◆ INSTRUCTIONS:
1. Translate this sentence from the passage on education and money below into Spanish: "Typically, the more well-educated you are, the more money you will make."
2. In the passage on education and money below, how much does the family that believes it would have no debt at a higher income make each year?
3. Rewrite the paragraph of the passage on education and money below that begins "You already know what the point" as a brief list of its main facts.

◆ PASSAGE PROVIDED:

From the time you’re sucking your thumb in daycare until the time you receive your diploma from high school or college you’re provided with an education to make you a well-rounded and hirable person. A person who has the
skillz to pay da billz skills to achieve success in the workforce. When you’re in school and you think to yourself, “Why do I need to know this crap?” It’s because the people that have come before you believe that this is the knowledge that will help you land a career.
You already know what the point of being successful in the workforce is: Money, Money, and more Money. Typically, the more well-educated you are, the more money you will make. Yet some of the highest earners in the country (and the world) are in debt. Mo money, mo problems, right? A family making $30k annually, who are in debt, might look at a family who brings in $500k annually, who are also in debt, and think “If we made that much there’s no way we would have debt”.

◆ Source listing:
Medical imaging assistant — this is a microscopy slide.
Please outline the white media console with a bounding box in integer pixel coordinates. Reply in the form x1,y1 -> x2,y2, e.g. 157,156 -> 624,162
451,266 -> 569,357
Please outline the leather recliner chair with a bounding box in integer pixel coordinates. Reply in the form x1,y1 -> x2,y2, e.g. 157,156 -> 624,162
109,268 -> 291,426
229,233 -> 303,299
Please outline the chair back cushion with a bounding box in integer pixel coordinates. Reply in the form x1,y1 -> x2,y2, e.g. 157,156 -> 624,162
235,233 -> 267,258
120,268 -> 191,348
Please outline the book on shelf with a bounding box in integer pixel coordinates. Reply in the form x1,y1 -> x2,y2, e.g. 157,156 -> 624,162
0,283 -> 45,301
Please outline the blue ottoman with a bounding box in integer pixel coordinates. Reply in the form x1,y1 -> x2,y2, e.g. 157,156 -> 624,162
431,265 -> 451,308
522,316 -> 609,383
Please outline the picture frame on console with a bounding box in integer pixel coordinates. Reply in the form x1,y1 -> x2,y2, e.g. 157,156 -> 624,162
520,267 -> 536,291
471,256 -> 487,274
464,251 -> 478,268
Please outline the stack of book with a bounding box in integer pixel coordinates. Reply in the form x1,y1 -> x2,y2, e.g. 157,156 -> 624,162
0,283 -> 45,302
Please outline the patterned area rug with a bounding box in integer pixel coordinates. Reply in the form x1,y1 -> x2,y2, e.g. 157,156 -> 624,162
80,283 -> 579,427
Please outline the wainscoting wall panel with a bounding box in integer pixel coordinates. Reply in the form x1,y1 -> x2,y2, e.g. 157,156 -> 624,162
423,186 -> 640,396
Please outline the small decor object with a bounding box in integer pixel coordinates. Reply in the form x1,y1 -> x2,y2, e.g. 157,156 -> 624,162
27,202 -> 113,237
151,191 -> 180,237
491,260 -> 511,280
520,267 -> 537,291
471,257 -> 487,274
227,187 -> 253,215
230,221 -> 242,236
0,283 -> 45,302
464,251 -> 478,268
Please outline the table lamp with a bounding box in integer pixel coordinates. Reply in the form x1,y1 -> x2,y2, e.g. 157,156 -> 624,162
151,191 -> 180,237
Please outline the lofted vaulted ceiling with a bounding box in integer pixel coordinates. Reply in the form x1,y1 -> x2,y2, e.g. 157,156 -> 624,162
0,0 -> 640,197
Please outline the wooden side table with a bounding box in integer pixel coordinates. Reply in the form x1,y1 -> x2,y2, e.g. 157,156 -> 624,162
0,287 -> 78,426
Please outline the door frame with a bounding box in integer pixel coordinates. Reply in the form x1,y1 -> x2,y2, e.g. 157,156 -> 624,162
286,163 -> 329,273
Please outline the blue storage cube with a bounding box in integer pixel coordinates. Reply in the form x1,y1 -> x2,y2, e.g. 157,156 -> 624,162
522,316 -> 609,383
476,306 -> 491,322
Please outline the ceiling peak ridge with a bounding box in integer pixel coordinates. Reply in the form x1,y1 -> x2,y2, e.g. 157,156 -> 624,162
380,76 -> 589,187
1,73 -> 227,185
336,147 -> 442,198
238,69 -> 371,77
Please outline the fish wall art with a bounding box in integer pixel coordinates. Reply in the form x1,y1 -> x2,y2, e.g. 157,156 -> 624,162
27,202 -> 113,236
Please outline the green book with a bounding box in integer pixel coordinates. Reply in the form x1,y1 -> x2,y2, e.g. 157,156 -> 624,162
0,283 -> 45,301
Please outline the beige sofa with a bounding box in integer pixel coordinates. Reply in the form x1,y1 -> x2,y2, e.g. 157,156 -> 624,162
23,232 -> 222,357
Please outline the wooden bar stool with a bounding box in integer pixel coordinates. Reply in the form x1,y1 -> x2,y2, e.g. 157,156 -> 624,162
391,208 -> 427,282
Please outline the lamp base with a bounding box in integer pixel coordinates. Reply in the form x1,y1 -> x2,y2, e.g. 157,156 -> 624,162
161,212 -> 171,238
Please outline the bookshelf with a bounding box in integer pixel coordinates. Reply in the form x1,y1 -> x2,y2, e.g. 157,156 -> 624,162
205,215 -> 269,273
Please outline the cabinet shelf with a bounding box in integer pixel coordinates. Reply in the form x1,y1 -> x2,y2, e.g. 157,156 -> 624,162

◆ SOLUTIONS IN ORDER:
1. Por lo general, cuanto más educado seas, más dinero ganarás.

2. $30k annually.

3.
- The point of success in the workforce is money.
- Typically, more education means more money.
- Some of the highest earners in the country and the world are in debt.
- An indebted family making $30k a year might look at an indebted family making $500k a year and think that with that income they would have no debt.